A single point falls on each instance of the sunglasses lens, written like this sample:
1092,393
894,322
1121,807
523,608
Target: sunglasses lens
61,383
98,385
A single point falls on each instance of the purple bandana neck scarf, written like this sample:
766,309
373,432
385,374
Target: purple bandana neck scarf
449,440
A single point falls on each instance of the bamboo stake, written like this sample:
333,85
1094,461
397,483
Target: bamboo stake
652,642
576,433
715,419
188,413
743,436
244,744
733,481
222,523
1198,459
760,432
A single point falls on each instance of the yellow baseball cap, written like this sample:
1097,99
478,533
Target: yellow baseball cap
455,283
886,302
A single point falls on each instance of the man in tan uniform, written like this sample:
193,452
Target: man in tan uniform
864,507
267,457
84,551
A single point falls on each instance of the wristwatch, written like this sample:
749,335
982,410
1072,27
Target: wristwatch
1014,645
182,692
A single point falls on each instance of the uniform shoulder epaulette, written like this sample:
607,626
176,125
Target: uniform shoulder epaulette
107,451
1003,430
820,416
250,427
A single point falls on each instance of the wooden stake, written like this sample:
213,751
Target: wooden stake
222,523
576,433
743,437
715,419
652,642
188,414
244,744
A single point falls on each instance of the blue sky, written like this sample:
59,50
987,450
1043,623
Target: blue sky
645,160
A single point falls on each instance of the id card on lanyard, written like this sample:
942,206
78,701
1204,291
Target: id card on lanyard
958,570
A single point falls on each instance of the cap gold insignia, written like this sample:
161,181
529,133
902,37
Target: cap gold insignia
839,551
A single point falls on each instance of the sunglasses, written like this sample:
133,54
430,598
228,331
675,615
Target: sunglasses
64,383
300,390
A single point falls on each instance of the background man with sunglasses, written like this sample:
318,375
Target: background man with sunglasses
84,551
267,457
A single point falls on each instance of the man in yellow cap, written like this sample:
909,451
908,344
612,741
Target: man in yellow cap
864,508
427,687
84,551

_ _ _ _ _

EXERCISE PROMPT: Please write out the whole listing once more, exactly.

RESULT OF THE TASK:
A single point falls on each instance of the sunglasses lens, written like this sample:
1092,393
894,322
1121,807
523,608
Target: sunglasses lens
61,383
98,385
A single point falls on each instance of the purple bandana neck scarf, written like this sample:
766,309
373,432
385,374
Target: purple bandana neck scarf
449,440
A single point falls on each instance of the bamboo stake, written like this sample:
333,85
1094,461
397,483
Target: bamboo stake
652,642
576,433
715,419
188,413
743,436
244,744
733,481
222,523
1198,459
760,432
A single point falls on each instance of the yellow baseball cap, written like this sample:
1097,99
478,533
Target: yellow baseball cap
455,283
886,302
A single point falls on each instance of the man in tan uniform, written like this sample:
193,452
Target: man in tan uniform
864,507
267,457
84,551
A single point falls on each instance of the wristwatch, written like this sample:
749,335
982,410
1072,27
Target: wristwatch
1014,645
182,692
A single point falls on each instance of the uniform shoulder epaulette, written like this sample:
607,626
176,125
Target: uniform shoulder epaulette
107,451
1003,430
820,416
250,427
A single point falls on each instance of the wooden stake, written like this sample:
213,751
Target: wooden stake
222,523
576,433
743,437
715,419
652,642
188,414
244,744
A single point falls on each instance of the blue sky, written like this sample:
59,50
987,450
1043,623
Target: blue sky
645,160
A single point falls on each instance of the id card on lanyard, written like this sample:
942,206
78,701
1204,291
Target: id card on lanyard
958,570
A single point falls on each instance of the cap gold insignia, written like this sample:
161,181
529,133
902,37
Target: cap gold insignia
839,551
A single point falls on each instance of the sunglasses, written like this sample:
133,54
430,598
228,331
675,615
Target: sunglasses
64,383
300,390
A single point falls on each instance of the background man with sunglasses, written like this sample:
318,375
Target: background man with sunglasses
84,551
267,457
A single point falls on each instance of the man in yellow cap, written like this sample:
909,451
908,344
612,741
Target: man in yellow cap
864,508
427,687
84,551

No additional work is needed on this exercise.